Set problem = Quote every line of the data below as it stands, omitting pictures.

[Dataset rows on where objects appear]
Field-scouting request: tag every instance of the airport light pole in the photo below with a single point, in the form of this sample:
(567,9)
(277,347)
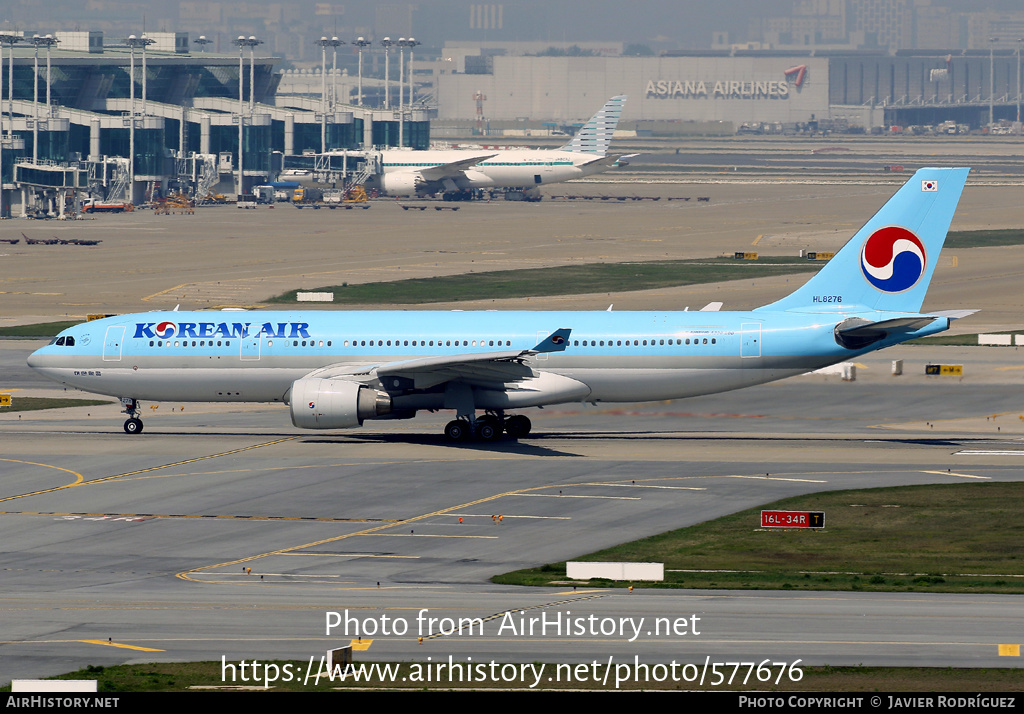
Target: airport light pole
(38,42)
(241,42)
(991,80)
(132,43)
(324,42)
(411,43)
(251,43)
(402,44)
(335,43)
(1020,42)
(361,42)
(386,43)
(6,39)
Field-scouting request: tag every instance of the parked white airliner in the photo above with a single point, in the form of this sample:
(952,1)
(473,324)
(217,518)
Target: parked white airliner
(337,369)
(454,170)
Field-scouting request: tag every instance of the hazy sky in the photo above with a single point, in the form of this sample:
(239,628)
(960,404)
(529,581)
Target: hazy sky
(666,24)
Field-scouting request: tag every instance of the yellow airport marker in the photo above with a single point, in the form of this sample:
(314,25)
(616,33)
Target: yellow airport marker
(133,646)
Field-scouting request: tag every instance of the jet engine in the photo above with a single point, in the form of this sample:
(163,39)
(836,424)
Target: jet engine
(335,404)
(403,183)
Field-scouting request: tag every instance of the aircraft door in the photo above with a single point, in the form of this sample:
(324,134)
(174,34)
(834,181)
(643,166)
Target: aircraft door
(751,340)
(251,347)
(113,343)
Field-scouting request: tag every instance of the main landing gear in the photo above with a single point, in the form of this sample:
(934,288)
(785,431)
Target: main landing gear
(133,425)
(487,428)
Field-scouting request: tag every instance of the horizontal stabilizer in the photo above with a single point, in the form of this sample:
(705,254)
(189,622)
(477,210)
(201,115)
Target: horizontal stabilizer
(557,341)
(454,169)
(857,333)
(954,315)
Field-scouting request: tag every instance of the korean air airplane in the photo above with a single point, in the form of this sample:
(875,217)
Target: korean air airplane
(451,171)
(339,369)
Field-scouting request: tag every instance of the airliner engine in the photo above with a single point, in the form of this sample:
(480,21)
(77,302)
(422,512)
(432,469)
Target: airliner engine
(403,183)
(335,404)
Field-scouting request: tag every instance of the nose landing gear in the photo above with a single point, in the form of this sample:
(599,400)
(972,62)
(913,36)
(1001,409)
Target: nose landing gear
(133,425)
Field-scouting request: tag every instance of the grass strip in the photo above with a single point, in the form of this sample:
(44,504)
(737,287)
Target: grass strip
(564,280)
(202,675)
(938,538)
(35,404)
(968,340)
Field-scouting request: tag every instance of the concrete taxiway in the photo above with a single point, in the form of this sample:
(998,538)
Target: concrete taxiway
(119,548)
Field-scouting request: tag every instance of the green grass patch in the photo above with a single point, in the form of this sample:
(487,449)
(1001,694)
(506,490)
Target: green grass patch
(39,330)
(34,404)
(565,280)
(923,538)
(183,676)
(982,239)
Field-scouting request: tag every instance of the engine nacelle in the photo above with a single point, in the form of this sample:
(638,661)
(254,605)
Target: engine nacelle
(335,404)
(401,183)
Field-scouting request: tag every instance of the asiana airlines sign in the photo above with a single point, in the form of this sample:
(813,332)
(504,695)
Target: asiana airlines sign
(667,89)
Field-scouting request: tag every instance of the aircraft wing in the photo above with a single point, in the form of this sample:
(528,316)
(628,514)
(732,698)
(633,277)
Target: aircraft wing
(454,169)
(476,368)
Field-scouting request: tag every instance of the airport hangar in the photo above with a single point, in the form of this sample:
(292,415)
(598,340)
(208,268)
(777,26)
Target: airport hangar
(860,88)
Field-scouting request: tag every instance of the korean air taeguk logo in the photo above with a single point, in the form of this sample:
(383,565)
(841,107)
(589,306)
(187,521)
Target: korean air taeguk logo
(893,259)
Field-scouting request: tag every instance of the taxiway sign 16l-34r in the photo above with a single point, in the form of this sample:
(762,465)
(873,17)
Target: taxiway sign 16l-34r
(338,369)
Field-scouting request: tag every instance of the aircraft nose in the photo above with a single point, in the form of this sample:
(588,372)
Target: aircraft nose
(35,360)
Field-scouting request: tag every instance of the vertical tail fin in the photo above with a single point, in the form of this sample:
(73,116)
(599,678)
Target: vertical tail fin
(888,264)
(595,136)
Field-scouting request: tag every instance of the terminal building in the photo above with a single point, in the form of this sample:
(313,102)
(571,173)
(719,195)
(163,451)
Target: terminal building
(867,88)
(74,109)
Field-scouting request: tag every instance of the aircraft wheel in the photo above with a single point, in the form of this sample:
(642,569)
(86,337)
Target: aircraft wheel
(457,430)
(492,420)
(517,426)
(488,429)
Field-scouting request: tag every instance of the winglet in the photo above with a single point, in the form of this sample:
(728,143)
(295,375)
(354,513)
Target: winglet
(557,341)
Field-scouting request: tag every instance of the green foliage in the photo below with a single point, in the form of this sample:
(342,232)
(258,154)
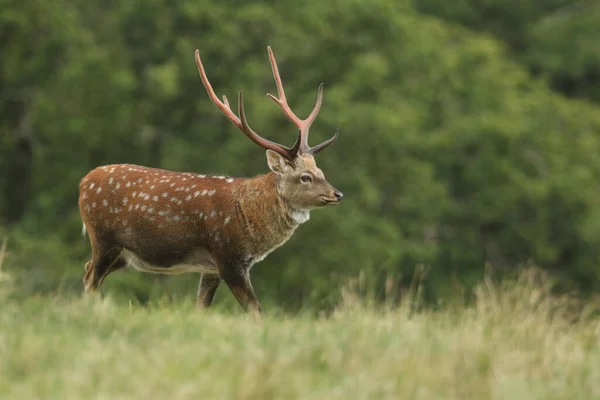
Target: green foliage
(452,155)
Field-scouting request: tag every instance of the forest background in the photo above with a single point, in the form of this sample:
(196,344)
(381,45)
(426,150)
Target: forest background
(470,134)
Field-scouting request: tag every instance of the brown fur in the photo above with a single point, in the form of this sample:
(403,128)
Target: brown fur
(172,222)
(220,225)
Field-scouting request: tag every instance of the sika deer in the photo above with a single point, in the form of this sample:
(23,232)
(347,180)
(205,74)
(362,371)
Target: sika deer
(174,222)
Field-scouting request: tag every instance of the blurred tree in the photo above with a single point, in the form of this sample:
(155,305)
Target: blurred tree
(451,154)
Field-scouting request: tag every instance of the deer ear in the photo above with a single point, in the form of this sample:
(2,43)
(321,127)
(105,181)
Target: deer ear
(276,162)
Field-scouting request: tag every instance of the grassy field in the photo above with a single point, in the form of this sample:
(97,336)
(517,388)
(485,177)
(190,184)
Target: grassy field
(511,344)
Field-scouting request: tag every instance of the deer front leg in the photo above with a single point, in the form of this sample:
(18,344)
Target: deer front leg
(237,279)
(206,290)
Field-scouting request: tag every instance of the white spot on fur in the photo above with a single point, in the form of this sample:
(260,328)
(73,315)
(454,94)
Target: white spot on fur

In response =
Field-scouting request: tag every instance of the airport light pole in the photo below with a single point, in the form of this sample:
(567,9)
(277,347)
Target: airport light pole
(38,42)
(241,42)
(991,80)
(132,43)
(324,42)
(411,43)
(251,43)
(402,44)
(335,43)
(1020,42)
(361,42)
(386,43)
(6,39)
Field-scouting request: tag every instance of the parked white airliner in the photo above with a single point, in the form of this sample:
(952,1)
(473,324)
(217,518)
Target: parked white airliner
(337,369)
(454,170)
Field-scouting request: tag every instance of the hazy sky in the photo above with a single point, in the form of this sample:
(239,628)
(960,404)
(529,581)
Target: hazy sky
(666,24)
Field-scouting request: tag every instance of the yellow airport marker in the photo above with a single point, in the form of this sample:
(314,25)
(616,33)
Target: yellow airport marker
(133,646)
Field-scouting request: tag every instance of the jet engine in the photo above with a single point, in the form of this sample:
(163,39)
(836,424)
Target: jet engine
(335,404)
(403,183)
Field-scouting request: tag every instance of the aircraft door in the photo above with a single point, in the form of this sample:
(324,134)
(174,34)
(834,181)
(643,166)
Target: aircraft door
(751,340)
(251,347)
(113,343)
Field-scouting request: tag every instance of the main landing gear in the photo above with a single point, in the form of this sample:
(934,288)
(785,431)
Target: main landing gear
(133,425)
(487,428)
Field-scouting request: tag every instance of the horizontal stabilizer in the photo above with a single point, in the form of this sample:
(705,254)
(189,622)
(477,210)
(201,115)
Target: horizontal stabilizer
(557,341)
(454,169)
(857,333)
(954,315)
Field-scouting request: tag every instance of the korean air airplane in the photo above with a single point, in the form of this sample:
(875,217)
Target: korean air airplane
(451,171)
(339,369)
Field-scouting request: tag every instance of the airliner engine in the photo above with a single point, in the form of this sample:
(480,21)
(77,302)
(422,512)
(432,469)
Target: airliner engine
(403,183)
(335,404)
Field-scouting request: tag every instance of the nose landing gear in the photo above with a single point, in the form of this sample:
(599,400)
(972,62)
(913,36)
(1001,409)
Target: nose landing gear
(133,425)
Field-scouting request: tag every instance of the grass strip in the photo above with a single point, in the form of this sample:
(44,504)
(737,287)
Target: grass strip
(564,280)
(202,675)
(938,538)
(35,404)
(968,340)
Field-scouting request: tag every instance of the concrete taxiway in the photo above with a single point, in the form of this sample:
(998,538)
Target: concrete taxiway
(119,548)
Field-scouting request: tag every instance of the green grass patch in the photo above with a single point, in the form of this sample:
(487,449)
(1001,694)
(506,490)
Target: green grass patch
(39,330)
(34,404)
(565,280)
(923,538)
(183,676)
(982,239)
Field-scouting request: tag every instance of the engine nacelle in the photo above with a single point, in the form of this sample:
(638,661)
(254,605)
Target: engine nacelle
(335,404)
(401,183)
Field-scouting request: tag every instance of the asiana airlines sign in the photo above with a single point, in the form of this sample:
(813,332)
(504,695)
Target: asiana airlines sign
(667,89)
Field-scouting request: tag every instance of the aircraft wing in the photo above with a single point, in the form of this sample:
(528,316)
(628,514)
(732,698)
(633,277)
Target: aircraft wing
(454,169)
(476,368)
Field-scouting request: tag every instance of the airport hangar in the photo above with a single point, in the form of this sample:
(292,415)
(598,340)
(208,268)
(777,26)
Target: airport hangar
(860,88)
Field-scouting request: tag every instance of the korean air taeguk logo in the photo above with a single point, in the form of this sample:
(383,565)
(841,107)
(589,306)
(187,521)
Target: korean air taeguk logo
(893,259)
Field-scouting request: tag every instance of the taxiway sign 16l-34r in the photo above with a single point, in the form of this sample:
(762,465)
(873,17)
Target: taxiway sign 16l-34r
(338,369)
Field-scouting request: tag every instance of the aircraft nose in the photo above with a single point, in the form of this sample:
(588,372)
Target: aircraft nose
(35,360)
Field-scouting request: tag every instance of the vertical tail fin in the photo above with a single point, in the form of this sample:
(73,116)
(599,678)
Target: vertical tail fin
(888,264)
(595,136)
Field-scouting request: tag every instance of the terminal building in the photo above with a single point, in the form of this sample:
(313,102)
(571,173)
(719,195)
(163,451)
Target: terminal building
(867,88)
(74,109)
Field-scouting request: tag every instance of the aircraft wheel in the photo above with a single point, in the form of this sample:
(642,569)
(86,337)
Target: aircraft wheel
(457,430)
(492,420)
(517,426)
(488,429)
Field-scouting request: tag every instance of the winglet in the photo above with a single point, in the form of this sample:
(728,143)
(295,375)
(354,513)
Target: winglet
(557,341)
Field-scouting request: tag every instance of the green foliage in the photo below with a single point, in the form of this sample:
(342,232)
(258,154)
Target: green foliage
(452,155)
Field-scouting request: tag every instance of the forest background in the photo above with a single point, in the form of this sample:
(196,344)
(381,45)
(426,150)
Target: forest background
(470,134)
Field-scouting request: tag every instance of the brown fur in the photo above with a single point, in the form of this sample:
(403,128)
Target: brown fur
(172,222)
(220,225)
Field-scouting request: tag every instance of the sika deer in the photo above with a single point, in the form of this sample:
(23,232)
(347,180)
(205,74)
(362,371)
Target: sika deer
(174,222)
Field-scouting request: tag every instance of the blurred tree in the photo above with a single point, in the form of this sample:
(155,305)
Target: blurred tree
(451,154)
Field-scouting request: tag every instance of the deer ear in the photo above with a single point, in the form of this sample:
(2,43)
(321,127)
(105,181)
Target: deer ear
(276,162)
Field-scouting request: tag every instance of the grassy field in the photo above with a single point, in the form of this sample:
(97,336)
(517,388)
(485,177)
(190,184)
Target: grassy field
(511,344)
Field-scouting request: tag every instance of the deer front leg in the photo above with a single point, in the form of this sample:
(18,344)
Target: deer front leg
(237,279)
(206,290)
Field-scouting request: tag every instance of the white spot on fur in the photo above with a single point, in the form of this sample:
(260,328)
(73,315)
(454,94)
Target: white spot on fur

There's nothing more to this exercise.